**DIRECTION**
The output should consist solely of the line containing "Mark each instance of the highway" and the lines that follow it through the end of the data below.

Some records:
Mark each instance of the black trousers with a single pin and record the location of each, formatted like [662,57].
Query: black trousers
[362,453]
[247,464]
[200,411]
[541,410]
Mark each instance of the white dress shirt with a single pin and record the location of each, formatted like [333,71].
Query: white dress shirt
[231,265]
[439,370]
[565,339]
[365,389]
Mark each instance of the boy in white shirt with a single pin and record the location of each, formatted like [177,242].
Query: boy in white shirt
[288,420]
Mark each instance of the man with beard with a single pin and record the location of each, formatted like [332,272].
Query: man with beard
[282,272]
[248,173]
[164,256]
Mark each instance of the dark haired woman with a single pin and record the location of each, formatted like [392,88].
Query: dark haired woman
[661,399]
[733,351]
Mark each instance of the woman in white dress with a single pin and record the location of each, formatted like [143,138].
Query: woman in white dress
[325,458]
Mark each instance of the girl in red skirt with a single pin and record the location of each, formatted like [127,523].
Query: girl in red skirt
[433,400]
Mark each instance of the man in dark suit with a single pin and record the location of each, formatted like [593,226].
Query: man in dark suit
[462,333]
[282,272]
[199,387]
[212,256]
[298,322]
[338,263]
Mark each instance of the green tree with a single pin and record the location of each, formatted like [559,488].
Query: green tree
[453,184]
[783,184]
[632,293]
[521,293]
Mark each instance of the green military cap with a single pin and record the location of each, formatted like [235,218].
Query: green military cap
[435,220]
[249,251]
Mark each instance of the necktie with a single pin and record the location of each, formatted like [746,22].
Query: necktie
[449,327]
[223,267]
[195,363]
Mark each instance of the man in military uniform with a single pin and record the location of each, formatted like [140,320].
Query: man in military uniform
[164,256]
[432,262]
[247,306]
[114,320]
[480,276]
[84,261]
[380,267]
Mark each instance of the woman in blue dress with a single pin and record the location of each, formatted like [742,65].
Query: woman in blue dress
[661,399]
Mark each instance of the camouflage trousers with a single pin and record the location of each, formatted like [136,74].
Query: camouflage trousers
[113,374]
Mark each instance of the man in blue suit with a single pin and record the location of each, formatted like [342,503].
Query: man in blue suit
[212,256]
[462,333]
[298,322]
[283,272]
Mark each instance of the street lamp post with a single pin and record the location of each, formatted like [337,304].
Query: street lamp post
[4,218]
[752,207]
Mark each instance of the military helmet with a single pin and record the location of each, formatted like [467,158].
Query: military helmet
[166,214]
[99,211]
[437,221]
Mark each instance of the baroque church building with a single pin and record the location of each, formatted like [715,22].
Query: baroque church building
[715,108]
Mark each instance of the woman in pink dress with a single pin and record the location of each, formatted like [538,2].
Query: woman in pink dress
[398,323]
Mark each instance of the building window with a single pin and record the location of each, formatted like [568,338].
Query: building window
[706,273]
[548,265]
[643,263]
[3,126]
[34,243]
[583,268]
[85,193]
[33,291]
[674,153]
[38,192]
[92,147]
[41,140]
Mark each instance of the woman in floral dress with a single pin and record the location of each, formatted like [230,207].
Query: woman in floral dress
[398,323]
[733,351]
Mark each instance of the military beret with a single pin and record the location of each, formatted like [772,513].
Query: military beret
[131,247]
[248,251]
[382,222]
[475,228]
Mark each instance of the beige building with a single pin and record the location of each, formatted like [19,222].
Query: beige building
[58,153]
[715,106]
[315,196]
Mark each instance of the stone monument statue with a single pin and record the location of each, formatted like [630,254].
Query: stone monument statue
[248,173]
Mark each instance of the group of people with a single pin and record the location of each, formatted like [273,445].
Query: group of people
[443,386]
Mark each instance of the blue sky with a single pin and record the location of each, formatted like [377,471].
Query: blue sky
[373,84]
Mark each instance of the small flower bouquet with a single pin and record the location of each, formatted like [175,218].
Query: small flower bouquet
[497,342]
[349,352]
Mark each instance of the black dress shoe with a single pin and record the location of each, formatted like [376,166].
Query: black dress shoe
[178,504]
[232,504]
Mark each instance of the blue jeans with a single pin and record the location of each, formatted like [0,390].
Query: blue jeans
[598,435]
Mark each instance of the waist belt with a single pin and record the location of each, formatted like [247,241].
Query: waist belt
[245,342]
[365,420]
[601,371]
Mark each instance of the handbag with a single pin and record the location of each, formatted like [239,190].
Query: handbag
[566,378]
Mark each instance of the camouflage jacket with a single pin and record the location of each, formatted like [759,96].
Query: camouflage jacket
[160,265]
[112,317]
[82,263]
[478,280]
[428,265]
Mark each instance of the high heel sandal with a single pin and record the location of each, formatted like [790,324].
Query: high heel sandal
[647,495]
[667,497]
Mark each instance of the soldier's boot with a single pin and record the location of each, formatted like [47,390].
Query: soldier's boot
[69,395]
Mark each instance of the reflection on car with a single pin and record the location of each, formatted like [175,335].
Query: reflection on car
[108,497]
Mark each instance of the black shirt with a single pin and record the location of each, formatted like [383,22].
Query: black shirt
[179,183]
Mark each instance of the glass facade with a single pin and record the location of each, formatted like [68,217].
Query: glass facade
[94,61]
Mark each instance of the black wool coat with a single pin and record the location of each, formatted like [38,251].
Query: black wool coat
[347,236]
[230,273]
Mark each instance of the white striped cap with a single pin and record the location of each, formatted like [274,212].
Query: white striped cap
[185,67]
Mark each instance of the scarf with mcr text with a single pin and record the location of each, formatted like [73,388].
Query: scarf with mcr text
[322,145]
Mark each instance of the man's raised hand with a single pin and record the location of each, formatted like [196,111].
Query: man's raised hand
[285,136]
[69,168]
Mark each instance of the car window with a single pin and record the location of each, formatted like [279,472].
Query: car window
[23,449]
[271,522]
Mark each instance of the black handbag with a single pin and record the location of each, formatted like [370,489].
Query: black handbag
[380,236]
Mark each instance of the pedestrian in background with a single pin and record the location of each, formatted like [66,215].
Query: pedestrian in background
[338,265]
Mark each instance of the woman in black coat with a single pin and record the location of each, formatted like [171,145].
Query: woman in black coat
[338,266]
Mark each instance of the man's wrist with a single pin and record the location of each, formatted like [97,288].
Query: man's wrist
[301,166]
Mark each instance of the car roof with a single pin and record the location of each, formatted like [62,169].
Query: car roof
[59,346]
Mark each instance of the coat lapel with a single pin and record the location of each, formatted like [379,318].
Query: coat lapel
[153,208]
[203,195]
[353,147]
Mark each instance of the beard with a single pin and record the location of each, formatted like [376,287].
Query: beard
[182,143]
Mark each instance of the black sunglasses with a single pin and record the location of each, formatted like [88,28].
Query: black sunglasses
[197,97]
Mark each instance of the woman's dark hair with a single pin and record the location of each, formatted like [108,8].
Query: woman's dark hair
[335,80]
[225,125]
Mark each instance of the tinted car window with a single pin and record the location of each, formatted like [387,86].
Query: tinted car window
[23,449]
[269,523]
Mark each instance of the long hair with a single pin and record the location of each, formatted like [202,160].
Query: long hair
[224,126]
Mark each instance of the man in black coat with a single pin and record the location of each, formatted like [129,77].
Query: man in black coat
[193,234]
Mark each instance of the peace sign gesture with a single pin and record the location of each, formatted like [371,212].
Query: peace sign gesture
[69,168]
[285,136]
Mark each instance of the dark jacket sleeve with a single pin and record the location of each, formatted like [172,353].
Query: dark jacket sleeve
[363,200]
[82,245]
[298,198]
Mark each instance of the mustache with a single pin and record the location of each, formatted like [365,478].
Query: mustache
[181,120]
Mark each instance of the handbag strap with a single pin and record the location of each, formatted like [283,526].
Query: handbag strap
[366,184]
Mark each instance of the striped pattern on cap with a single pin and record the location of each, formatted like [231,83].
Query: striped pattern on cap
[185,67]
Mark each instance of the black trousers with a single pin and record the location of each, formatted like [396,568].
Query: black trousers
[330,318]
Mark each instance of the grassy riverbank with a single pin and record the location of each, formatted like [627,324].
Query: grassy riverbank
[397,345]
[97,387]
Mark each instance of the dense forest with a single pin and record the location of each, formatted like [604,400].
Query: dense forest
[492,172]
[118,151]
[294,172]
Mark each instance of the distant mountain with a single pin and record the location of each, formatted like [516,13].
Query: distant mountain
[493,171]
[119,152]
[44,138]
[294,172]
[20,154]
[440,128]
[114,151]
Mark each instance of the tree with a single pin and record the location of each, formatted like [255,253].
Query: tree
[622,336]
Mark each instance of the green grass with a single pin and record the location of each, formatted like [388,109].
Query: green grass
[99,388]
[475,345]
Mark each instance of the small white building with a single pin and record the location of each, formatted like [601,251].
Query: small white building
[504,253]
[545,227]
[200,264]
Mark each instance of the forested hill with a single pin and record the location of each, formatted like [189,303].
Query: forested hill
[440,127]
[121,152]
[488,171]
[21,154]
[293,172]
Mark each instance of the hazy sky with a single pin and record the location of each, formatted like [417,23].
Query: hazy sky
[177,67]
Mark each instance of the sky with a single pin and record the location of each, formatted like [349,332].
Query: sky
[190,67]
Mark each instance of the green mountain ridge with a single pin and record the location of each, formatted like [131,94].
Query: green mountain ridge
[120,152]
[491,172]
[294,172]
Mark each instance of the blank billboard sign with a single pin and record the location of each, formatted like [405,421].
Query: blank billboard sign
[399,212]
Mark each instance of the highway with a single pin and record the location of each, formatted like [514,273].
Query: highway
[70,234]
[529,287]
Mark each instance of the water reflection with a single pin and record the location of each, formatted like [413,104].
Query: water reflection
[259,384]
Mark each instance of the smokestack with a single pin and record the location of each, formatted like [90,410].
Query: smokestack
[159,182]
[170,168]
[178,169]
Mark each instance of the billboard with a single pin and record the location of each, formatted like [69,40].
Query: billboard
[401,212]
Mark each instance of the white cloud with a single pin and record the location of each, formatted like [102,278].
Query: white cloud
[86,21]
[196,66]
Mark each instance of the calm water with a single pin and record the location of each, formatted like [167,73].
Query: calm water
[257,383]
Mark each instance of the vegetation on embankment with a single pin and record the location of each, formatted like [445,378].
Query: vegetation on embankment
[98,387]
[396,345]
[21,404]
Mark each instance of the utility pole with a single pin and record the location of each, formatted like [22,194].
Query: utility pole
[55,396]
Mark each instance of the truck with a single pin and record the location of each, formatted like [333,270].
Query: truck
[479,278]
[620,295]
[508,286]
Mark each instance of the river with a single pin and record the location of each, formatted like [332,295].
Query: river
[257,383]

**OUTPUT OF THE EXERCISE**
Mark each instance of the highway with a single pin and record the location of each, formatted like [514,273].
Query: highway
[70,234]
[529,287]
Mark each instance of the water reflection with a single pin and record the location of each, formatted like [413,104].
Query: water reflection
[259,384]
Mark each instance of the smokestack with a single pin and record the location of each, formatted like [90,410].
Query: smokestack
[159,182]
[170,168]
[178,169]
Mark each instance of the billboard with a single pin and record the location of each, formatted like [69,40].
Query: billboard
[401,212]
Mark each instance of the white cloud with a single pin and record the location of each, formatted like [102,278].
Query: white cloud
[86,21]
[196,66]
Mark each instance of the calm water with a single pin and record the location of each, formatted like [167,73].
Query: calm water
[257,383]
Mark each instance of the vegetation on embankment with a single pin and record the location of each, formatted like [445,378].
Query: vegetation on embankment
[98,387]
[396,345]
[21,404]
Mark each instance of the utility pole with a single pin and record the location of each, formatted like [22,194].
Query: utility pole
[55,396]
Mark each instance of the truck with a single pin and record the location of each, formatted like [333,270].
Query: truck
[479,278]
[620,295]
[508,286]
Mark each instance of the river with a single pin and record the location of each, formatted like [332,295].
Query: river
[257,383]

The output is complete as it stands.